GIVEN INFORMATION -
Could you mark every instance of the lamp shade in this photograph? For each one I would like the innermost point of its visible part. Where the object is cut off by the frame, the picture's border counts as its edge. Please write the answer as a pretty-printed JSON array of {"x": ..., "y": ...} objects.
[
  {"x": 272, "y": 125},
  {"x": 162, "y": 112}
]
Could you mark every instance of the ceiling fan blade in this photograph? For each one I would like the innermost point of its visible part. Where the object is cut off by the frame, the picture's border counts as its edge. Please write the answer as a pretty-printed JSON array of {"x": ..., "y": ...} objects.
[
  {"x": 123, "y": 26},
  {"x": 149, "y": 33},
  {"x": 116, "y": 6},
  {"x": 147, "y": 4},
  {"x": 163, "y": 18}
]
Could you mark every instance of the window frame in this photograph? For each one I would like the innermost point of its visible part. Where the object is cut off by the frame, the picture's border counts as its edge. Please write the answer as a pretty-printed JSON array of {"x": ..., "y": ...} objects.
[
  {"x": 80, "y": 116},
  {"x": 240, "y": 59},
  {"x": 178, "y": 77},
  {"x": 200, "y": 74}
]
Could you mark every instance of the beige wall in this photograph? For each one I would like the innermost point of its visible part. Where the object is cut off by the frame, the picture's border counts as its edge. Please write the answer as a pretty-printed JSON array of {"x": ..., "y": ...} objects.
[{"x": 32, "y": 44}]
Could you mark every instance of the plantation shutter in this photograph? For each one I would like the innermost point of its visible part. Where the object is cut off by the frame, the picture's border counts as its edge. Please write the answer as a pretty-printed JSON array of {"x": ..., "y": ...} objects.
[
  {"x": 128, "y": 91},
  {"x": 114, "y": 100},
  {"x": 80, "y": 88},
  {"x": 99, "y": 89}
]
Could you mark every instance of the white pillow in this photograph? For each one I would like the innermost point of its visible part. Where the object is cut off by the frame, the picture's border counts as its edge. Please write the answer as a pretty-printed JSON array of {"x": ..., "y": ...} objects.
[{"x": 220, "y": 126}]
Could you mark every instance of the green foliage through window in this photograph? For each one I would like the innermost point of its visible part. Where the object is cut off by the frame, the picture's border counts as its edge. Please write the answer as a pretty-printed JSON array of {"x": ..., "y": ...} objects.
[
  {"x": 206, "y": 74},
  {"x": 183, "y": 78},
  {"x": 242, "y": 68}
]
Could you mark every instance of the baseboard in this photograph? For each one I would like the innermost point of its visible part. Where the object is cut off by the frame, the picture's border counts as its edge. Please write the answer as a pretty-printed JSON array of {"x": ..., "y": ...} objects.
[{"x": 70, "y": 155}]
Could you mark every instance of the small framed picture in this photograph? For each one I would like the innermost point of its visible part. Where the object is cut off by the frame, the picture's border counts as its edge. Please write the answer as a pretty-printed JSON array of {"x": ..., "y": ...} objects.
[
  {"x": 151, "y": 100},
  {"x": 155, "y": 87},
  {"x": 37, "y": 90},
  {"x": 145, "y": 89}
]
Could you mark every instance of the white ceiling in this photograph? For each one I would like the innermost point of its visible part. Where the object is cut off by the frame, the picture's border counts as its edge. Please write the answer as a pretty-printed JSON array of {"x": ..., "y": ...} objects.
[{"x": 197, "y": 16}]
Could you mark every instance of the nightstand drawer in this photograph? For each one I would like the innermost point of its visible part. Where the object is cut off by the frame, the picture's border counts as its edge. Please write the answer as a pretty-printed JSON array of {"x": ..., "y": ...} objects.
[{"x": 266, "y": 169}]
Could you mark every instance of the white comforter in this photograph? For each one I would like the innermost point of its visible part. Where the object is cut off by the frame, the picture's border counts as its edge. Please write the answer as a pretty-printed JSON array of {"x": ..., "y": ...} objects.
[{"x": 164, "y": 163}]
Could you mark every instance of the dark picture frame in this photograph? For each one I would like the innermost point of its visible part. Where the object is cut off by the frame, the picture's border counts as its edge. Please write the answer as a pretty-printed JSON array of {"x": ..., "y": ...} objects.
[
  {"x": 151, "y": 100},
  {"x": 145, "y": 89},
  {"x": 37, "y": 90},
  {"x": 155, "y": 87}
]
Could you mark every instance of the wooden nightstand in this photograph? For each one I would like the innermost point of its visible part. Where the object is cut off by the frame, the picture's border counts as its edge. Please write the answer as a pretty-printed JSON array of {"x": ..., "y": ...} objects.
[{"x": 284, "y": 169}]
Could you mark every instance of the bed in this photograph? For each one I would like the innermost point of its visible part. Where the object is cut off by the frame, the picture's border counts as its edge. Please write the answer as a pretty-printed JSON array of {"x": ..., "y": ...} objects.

==

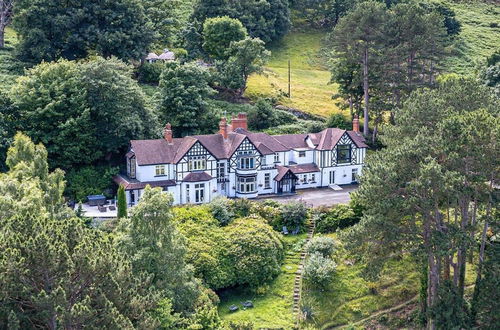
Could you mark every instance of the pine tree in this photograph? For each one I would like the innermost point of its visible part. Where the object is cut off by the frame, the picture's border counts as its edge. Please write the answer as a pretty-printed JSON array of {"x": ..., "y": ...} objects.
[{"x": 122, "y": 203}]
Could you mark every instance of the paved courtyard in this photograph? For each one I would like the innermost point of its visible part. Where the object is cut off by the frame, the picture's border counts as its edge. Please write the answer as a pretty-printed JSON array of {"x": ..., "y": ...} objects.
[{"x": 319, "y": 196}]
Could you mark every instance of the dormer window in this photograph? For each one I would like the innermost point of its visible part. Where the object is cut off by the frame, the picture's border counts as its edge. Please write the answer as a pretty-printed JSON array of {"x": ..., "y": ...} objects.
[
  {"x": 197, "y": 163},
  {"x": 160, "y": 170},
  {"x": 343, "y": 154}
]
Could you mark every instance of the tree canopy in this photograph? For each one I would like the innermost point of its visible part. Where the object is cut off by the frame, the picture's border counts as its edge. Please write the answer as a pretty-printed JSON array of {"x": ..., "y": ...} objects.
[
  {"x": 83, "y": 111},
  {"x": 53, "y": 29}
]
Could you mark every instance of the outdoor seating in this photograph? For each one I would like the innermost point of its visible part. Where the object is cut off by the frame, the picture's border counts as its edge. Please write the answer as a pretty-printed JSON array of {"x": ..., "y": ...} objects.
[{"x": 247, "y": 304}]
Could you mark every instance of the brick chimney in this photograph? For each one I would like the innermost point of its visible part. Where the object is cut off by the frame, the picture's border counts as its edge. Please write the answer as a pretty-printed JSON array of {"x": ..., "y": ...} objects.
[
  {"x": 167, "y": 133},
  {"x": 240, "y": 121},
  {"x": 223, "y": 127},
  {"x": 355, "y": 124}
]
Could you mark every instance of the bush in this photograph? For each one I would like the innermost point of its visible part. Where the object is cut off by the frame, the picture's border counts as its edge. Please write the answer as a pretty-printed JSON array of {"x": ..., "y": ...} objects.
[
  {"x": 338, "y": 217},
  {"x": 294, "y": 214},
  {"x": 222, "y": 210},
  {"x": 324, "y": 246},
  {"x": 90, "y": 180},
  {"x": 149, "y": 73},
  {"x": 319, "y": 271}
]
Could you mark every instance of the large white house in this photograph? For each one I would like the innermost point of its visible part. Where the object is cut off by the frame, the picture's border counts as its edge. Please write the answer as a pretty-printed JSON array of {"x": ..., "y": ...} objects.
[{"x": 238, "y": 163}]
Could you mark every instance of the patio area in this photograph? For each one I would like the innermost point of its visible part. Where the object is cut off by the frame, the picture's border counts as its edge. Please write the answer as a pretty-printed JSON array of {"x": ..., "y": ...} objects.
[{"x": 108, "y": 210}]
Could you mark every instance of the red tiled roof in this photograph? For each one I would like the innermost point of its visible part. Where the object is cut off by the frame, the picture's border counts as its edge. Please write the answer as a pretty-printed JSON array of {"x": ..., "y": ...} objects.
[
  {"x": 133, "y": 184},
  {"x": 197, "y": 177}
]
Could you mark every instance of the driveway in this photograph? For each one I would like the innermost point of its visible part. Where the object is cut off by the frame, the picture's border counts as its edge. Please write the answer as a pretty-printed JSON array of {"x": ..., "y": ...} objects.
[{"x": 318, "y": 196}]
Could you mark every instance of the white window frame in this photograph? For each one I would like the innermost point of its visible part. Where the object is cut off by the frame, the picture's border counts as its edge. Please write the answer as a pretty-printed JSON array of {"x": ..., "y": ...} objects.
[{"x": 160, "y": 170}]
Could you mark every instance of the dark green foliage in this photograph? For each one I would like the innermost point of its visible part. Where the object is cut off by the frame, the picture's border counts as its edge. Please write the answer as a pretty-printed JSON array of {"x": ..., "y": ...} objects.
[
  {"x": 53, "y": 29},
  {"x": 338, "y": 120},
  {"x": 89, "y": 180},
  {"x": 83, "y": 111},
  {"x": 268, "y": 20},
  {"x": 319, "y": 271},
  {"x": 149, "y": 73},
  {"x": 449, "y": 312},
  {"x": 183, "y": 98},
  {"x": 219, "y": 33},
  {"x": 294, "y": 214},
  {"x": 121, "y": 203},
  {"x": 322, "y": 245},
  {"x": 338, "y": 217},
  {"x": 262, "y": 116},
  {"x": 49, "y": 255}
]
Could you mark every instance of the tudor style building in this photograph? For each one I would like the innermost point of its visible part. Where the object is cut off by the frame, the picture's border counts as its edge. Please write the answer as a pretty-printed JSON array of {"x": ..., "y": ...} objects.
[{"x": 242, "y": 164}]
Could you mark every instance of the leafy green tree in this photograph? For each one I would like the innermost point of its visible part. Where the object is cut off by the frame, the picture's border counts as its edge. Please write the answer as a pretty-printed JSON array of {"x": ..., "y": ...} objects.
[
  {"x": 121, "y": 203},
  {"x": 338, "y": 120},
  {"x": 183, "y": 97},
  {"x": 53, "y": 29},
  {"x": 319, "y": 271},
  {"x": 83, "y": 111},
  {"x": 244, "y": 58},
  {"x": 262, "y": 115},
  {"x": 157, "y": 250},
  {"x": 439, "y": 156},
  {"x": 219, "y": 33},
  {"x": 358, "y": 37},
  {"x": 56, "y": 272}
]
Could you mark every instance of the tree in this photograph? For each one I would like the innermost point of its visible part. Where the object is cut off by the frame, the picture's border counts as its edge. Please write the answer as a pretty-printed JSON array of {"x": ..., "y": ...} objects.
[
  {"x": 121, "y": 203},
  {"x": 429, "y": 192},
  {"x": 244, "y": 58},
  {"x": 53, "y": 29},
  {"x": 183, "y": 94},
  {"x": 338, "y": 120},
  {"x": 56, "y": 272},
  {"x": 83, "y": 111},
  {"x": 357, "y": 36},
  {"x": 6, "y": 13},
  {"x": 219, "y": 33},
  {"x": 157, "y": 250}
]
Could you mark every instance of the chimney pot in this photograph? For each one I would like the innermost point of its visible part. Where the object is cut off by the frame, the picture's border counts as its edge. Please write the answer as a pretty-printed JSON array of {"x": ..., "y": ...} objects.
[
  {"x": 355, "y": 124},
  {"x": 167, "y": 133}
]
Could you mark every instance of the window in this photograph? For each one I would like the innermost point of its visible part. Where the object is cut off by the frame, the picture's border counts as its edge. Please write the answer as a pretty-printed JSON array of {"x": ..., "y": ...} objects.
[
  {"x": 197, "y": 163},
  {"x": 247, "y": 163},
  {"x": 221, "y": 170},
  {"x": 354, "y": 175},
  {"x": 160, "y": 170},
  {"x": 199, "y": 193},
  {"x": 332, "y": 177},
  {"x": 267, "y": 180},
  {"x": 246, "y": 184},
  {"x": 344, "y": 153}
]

---

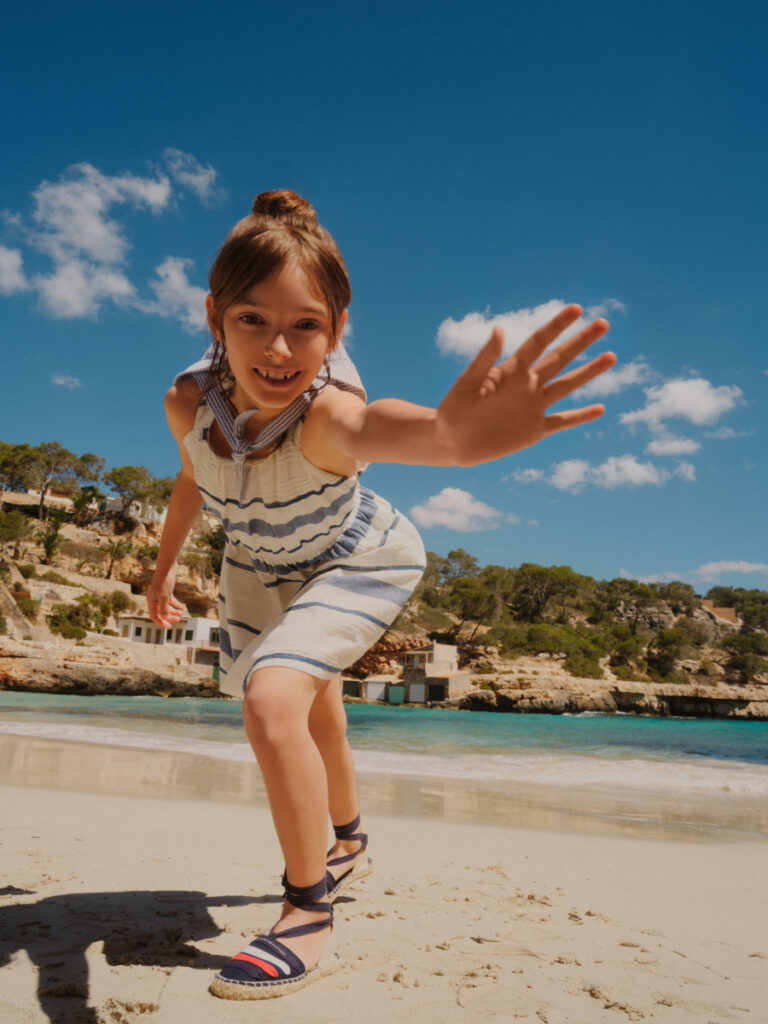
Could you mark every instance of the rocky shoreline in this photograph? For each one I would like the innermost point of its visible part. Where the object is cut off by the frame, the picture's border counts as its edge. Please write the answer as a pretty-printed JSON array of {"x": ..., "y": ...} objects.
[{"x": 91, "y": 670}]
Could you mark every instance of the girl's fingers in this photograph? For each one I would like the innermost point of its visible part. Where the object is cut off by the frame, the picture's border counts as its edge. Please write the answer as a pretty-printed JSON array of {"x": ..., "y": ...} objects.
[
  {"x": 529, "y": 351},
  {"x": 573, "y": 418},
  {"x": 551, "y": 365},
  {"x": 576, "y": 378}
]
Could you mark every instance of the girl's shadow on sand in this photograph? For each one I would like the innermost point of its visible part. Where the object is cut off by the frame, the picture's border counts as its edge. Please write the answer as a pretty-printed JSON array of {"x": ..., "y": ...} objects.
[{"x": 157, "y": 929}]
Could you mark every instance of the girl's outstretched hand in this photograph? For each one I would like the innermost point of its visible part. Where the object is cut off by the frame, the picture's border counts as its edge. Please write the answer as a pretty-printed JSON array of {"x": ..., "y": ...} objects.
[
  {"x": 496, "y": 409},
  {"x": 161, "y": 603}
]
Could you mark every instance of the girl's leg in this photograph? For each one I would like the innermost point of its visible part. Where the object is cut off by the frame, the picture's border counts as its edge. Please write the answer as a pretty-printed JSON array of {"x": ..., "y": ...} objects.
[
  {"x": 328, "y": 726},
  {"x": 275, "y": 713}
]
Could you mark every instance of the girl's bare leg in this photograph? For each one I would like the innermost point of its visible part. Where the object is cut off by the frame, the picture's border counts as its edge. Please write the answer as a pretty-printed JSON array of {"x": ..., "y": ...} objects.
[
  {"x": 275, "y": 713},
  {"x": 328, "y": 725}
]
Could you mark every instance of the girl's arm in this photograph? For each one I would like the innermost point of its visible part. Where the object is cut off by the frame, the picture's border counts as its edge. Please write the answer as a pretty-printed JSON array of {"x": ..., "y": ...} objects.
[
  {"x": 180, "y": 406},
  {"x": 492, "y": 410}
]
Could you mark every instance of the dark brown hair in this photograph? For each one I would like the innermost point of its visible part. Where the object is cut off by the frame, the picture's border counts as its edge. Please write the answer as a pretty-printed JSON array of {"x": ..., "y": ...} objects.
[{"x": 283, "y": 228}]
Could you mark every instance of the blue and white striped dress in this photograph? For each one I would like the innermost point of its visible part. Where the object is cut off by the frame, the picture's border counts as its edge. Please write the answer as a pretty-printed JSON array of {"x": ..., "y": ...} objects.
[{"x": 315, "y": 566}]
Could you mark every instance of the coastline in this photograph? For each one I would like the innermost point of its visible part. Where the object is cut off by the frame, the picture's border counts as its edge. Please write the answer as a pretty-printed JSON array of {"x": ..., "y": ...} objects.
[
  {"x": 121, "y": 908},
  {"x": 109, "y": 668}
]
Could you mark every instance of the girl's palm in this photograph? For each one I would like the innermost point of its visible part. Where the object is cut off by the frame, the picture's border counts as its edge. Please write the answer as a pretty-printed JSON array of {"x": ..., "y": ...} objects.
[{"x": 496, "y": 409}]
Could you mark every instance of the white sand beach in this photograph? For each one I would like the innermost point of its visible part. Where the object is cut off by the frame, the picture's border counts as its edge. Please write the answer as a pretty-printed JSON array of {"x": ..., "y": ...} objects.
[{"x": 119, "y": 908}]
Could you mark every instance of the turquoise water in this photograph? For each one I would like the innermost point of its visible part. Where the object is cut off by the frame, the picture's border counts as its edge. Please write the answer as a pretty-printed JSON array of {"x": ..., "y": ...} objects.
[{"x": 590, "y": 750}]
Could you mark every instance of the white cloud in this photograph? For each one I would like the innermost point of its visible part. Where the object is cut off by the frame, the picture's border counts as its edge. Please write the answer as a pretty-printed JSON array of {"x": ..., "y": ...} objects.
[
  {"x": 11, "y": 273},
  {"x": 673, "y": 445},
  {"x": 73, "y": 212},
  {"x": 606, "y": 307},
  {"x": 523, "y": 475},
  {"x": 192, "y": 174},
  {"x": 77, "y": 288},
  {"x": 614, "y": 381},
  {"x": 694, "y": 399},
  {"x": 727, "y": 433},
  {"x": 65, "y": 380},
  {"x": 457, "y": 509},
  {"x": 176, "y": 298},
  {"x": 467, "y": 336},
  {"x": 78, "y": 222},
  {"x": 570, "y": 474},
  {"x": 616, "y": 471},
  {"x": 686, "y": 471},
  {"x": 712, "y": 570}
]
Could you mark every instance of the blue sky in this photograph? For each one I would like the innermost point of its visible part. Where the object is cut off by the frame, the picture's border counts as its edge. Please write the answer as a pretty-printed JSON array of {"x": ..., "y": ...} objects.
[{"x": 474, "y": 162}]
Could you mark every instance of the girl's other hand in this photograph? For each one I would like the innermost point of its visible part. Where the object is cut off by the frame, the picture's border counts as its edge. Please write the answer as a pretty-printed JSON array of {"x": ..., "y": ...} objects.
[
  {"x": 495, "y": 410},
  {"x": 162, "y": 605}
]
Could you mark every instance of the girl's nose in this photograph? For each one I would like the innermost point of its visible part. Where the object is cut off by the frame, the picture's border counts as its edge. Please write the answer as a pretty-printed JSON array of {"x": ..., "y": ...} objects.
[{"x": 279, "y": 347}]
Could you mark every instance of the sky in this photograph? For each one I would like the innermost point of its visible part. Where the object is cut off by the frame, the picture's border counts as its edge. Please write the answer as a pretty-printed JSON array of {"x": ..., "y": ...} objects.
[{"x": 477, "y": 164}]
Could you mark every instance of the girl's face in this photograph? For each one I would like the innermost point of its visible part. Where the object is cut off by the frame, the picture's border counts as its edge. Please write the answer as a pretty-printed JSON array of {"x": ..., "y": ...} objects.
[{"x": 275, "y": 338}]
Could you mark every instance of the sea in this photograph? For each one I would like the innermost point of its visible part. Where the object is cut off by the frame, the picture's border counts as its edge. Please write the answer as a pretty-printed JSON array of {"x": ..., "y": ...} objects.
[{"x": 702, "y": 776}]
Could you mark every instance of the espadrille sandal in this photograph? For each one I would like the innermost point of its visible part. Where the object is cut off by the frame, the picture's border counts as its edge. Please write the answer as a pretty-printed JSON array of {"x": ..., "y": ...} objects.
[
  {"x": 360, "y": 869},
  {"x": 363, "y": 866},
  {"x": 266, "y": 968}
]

REQUIRED TASK -
Count how many lines in the material above contain the word "drawer". Reply with the number only.

THE REPLY -
1